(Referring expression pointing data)
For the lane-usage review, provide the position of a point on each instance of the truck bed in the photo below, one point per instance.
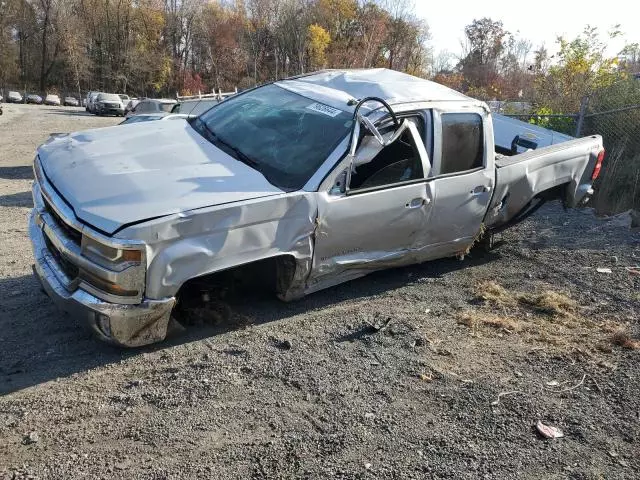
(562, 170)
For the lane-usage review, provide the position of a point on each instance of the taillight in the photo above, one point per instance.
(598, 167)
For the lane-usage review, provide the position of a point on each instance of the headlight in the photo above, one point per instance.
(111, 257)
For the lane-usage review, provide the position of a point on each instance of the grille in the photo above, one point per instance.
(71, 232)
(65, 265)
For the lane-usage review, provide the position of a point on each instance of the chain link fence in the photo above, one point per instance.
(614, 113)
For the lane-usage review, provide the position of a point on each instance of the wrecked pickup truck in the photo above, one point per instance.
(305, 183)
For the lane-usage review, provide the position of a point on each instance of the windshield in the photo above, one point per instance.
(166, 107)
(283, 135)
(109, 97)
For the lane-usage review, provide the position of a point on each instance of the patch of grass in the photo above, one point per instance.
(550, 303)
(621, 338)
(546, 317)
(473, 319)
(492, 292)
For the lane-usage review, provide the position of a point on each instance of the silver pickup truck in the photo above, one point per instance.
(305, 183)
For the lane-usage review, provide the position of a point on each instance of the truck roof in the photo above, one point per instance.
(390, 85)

* **Exercise goal**: With the pictures excluded, retype the records above verbatim.

* **Answer box**:
For the lane-usage review, provide the position of a point on each instance of the truck bed in the photo below, one point per instance.
(562, 170)
For the lane-usage review, provide the position of a point on each instance of the taillight in the photo above, one point per instance.
(598, 167)
For the lane-usage review, provide the position of a point on each instance of the headlight in the photo above, one point per instance.
(111, 257)
For the lane-usage review, provide the position of a point on each instance of the grille in the photo above, one point per instance.
(71, 232)
(65, 265)
For the lane-usage review, provide the position of a point on each instance of the chain link fence in the photo above, one point per instance.
(614, 113)
For the lane-usage review, provide the position of a point on each instance of the wrecked pickup truck in the photo above, one point per instance.
(305, 183)
For the lane-usage review, provide the position of a point on each instance of the windshield in the photo above, one point per instance.
(166, 107)
(283, 135)
(109, 97)
For the lane-usage review, provide the position of a point on each instance of the patch of grass in the photo above, one point per instance.
(550, 303)
(621, 338)
(546, 317)
(473, 319)
(492, 292)
For the lane-usage review, provide the position of a point on each instance of the silver pickup truck in the photo above, one point per instance.
(305, 183)
For the lane-usage review, provide the position of a point on each instance of the truck roof in the photo above, one point per instance.
(390, 85)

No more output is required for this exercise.